(To be done)
Transcribe the part of the passage on Mando's acting career between "Mando has had" and "and Far Cry 6.", inclusive.

Mando has had repeated collaborations with directors John Fawcett and Érik Canuel as well as producer David Barlow. He had a starring role in the 2010 feature film Territories. In 2011, he had a recurring role in Les Bleus de Ramville and a guest appearance on the series King. He is the voice and likeness of Vaas Montenegro, a major character of the 2012 video game Far Cry 3. He also starred in a webseries called The Far Cry Experience as Vaas, who captures and tortures Christopher Mintz-Plasse as himself. In the 2020s, Mando would reprise his role as Vaas for Far Cry VR: Dive Into Insanity and Far Cry 6.

In 2012, Mando was cast in the first season of the science fiction television series Orphan Black, which began airing in 2013. He played Vic, an abusive drug-dealer and was nominated for a Canadian Screen Award for his work on the series. He reprised his role of Vic in the second season in a recurring role. In 2014, Mando joined the cast of Better Call Saul, the Breaking Bad spin-off, portraying Nacho Varga, a career criminal.

(Records shown)
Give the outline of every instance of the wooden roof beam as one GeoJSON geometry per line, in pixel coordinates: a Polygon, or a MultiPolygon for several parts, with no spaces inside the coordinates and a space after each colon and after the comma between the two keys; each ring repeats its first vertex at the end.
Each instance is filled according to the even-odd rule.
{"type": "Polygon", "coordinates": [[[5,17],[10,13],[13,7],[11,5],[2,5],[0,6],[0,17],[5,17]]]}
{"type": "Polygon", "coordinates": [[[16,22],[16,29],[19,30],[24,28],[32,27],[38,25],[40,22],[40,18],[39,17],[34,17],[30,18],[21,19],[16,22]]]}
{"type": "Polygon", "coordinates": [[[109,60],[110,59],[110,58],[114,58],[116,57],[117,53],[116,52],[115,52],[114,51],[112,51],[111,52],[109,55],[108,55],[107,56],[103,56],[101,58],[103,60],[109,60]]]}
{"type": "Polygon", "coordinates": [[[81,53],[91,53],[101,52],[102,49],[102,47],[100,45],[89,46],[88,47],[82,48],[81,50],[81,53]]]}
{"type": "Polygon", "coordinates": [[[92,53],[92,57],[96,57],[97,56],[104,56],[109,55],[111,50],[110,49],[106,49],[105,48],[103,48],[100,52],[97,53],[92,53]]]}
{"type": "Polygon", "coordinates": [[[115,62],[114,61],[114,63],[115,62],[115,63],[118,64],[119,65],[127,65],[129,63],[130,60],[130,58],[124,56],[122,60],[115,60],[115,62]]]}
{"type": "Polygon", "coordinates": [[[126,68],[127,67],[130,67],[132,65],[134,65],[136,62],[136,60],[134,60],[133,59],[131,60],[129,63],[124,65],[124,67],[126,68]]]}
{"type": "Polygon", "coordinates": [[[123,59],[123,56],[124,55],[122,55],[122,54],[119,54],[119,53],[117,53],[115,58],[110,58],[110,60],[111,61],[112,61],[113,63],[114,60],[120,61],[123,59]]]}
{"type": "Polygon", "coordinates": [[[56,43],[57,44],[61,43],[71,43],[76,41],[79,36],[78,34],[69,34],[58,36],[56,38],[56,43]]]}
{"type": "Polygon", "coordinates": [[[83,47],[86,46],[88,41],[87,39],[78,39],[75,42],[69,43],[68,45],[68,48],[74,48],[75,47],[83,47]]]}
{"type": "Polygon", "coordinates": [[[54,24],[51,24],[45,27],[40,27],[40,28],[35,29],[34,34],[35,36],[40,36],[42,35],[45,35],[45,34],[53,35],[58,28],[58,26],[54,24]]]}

(Answer to the problem)
Mando has had repeated collaborations with directors John Fawcett and Érik Canuel as well as producer David Barlow. He had a starring role in the 2010 feature film Territories. In 2011, he had a recurring role in Les Bleus de Ramville and a guest appearance on the series King. He is the voice and likeness of Vaas Montenegro, a major character of the 2012 video game Far Cry 3. He also starred in a webseries called The Far Cry Experience as Vaas, who captures and tortures Christopher Mintz-Plasse as himself. In the 2020s, Mando would reprise his role as Vaas for Far Cry VR: Dive Into Insanity and Far Cry 6.